━━ TEXTE CITÉ

Il nous faut du soutien ; on nous envoie un peloton et des munitions.
Ah ! nous n'avions guère envie de dormir cette nuit là, et pourtant nous étions éreintés. Vers deux heures du matin, les auxiliaires tonkinois qui se trouvaient près de nous prennent peur. Ils voient des chinois partout, se lèvent en désordre, et prennent la fuite. Nos tirailleurs perdant la tête les suivent. Alors mon capitaine, le sous-lieutenant français, le sous-lieutenant indigène et moi nous précipitons le revolver à la main, menaçant de brûler la tête du premier fuyard. Ils reviennent, mais les auxiliaires que la peur affole, chargent leurs armes et nous tirent des coups de fusil dans le dos
C'est miracle que nous n'ayons pas été touchés. Le calme revenu, le capitaine proteste vigoureusement auprès du commandant des auxiliaires qu'on se décide à emmener. Nos tirailleurs sont seuls désormais, et leur feu devenu plus régulier balaye le terrain, et enlève aux chinois l'envie de reprendre l'offensive.
L'amiral Courbet entendait cette fusillade épouvantable. Plusieurs fois il s'est écrié : "Oh ! mon Dieu, pourvu qu'ils tiennent là-bas". Et nous avons tenu, et Phu Sa, la clé de Son Tay, est resté entre nos mains.
Succès chèrement acheté. Nous avons perdu le quart de nos effectifs ; le tiers de nos officiers a été mis hors de combat. Aussi le lendemain je faisais construire, par ordre, une tranchée. L'amiral vient à moi et me dit : "Il ne manque à cette tranchée que des fleurs, lieutenant". "Des immortelles, amiral" lui ai-je répondu. Il a souri et a passé outre.
Désormais le drapeau du 3ème Tirailleurs a un nom de plus à inscrire sur ses plis. Il en a bien le droit ; les chefs et les camarades laissés à Constantine savent que leur régiment a été dignement représenté à cette fête de la mort. Mais ce sont là des victoires à la Pyrrhus ; il n'en faudrait pas beaucoup de cette taille pour diminuer sensiblement nos forces. Aussi je suis convaincu que l'amiral attendra les renforts annoncés pour marcher sur Bac Ninh.

━━━━

SÉRIE D'EXERCICES:
**1)** D'après le texte cité, quelle part des officiers a été mise hors de combat ?
**2)** Relevez tous les noms de lieux qui figurent dans le texte cité.
**3)** Résumez en deux phrases le paragraphe du texte cité qui commence par « Succès chèrement acheté », sans perdre ses faits principaux.

━━ DONNÉES ENREGISTRÉES

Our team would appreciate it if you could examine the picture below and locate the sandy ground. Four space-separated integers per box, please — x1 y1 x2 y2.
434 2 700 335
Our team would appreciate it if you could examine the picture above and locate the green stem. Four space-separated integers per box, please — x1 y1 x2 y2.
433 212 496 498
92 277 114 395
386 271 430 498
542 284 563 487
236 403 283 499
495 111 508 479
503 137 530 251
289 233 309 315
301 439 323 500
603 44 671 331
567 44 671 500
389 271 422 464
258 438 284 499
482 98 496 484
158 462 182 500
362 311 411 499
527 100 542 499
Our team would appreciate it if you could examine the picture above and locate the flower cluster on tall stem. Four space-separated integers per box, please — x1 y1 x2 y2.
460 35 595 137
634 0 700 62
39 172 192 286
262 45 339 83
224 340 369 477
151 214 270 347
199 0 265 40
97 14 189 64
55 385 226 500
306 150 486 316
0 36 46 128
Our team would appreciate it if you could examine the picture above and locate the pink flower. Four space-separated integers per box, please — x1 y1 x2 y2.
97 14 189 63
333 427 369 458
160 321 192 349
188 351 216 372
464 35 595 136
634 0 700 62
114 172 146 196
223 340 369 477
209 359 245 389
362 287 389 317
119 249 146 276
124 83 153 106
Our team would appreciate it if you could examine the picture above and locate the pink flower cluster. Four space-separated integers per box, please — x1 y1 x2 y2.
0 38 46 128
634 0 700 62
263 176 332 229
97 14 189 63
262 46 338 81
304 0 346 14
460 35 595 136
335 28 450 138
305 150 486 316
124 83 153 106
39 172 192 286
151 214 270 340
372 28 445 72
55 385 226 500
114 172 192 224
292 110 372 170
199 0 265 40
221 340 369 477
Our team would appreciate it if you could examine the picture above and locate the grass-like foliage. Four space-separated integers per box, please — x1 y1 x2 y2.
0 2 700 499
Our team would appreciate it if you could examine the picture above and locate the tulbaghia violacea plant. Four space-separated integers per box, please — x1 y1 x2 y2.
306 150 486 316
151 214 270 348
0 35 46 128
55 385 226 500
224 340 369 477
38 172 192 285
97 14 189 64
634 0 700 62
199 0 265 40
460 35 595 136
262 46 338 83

━━━━

RÉPONSES PAR EXERCICE:
**1)** Le tiers des officiers.

**2)** Phu Sa, Son Tay, Constantine, Bac Ninh

**3)** Le succès a coûté un quart des effectifs, et un tiers des officiers a été mis hors de combat. Le lendemain, je faisais construire une tranchée sur ordre ; l'amiral a dit qu'il n'y manquait que des fleurs, j'ai répondu « Des immortelles », et il a souri puis est passé outre.